> [Problem requirements]: Reproduce each of the records below word for word.

> [Material supplied]:
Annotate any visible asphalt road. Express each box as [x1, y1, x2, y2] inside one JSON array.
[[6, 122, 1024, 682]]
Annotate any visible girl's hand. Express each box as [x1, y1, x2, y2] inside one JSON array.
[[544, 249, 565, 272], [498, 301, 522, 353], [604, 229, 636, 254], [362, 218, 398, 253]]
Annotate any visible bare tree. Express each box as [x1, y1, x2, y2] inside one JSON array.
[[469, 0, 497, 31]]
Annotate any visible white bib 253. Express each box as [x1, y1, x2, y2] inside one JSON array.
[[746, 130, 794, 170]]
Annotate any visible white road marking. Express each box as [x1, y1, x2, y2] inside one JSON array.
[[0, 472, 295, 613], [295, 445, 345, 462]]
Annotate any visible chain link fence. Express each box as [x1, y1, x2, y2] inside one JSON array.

> [Task response]:
Annotate any visible asphalt road. Express each box as [x1, y1, x2, y2] inside one JSON array.
[[6, 122, 1024, 682]]
Annotate any visible girl's hand. Express each box as [x1, y1, x2, y2] inside one JSON array.
[[544, 249, 565, 272], [498, 301, 522, 353], [604, 229, 636, 254], [362, 218, 398, 253]]
Annotate any visible bare tree. Express each box as [x1, y1, x2, y2] inside one JSON array.
[[469, 0, 497, 31]]
Annotate any visible white bib 253. Express each box as [x1, y1, x2, y2] inside one JSON array.
[[746, 130, 794, 170]]
Annotate any visible white road marking. Express each box as [x1, y1, x2, y2] inside one JSON array.
[[0, 472, 295, 613], [295, 445, 345, 462]]
Annotate any visible chain link fence. Express each box as [x1, y1, x2, y2] inside one JSON array.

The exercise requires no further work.